* **WHAT YOU ARE ASKED TO DO**
Print, unchanged, the line containing "Find every instance of the catcher's" along with all lines that follow it to the end of the listing.

═══

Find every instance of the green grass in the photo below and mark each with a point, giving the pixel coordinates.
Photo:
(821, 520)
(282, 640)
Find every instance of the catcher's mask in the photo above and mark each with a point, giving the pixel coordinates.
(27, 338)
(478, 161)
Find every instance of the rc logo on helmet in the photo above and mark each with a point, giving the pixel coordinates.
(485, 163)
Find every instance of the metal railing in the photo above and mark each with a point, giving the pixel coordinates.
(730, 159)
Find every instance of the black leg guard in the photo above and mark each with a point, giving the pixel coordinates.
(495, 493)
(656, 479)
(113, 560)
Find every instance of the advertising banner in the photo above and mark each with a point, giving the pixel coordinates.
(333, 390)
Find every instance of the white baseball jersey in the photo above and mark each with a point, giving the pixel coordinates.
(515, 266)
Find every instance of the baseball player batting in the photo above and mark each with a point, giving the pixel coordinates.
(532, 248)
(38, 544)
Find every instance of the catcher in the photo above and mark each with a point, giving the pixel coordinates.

═══

* **SOLUTION BELOW**
Find every instance of the catcher's mask in the photo above and mark each with a point, giving the pixel coordinates.
(27, 338)
(478, 161)
Find every instance of the rc logo on helmet in the photo above and mark each with a point, giving the pixel coordinates.
(485, 163)
Find every instance of the metal railing in the photo above and mark each with a point, giving the pixel coordinates.
(730, 159)
Find every instance of the black leg guard in the photo above and mark each with a point, giving the pixel coordinates.
(495, 493)
(656, 479)
(113, 560)
Find every instance of the advertising banner in the photo above and mark each with a point, giving the pixel coordinates.
(333, 390)
Find every instance of the white baseball jersey in the photo above and mark each with a point, giving the pixel coordinates.
(515, 266)
Find every instance of the baseball player batting in the photo above and mark each with a point, giving the pixel coordinates.
(532, 248)
(38, 544)
Find every instance of the catcher in the photo above and mark each with a point, giving the pixel coordinates.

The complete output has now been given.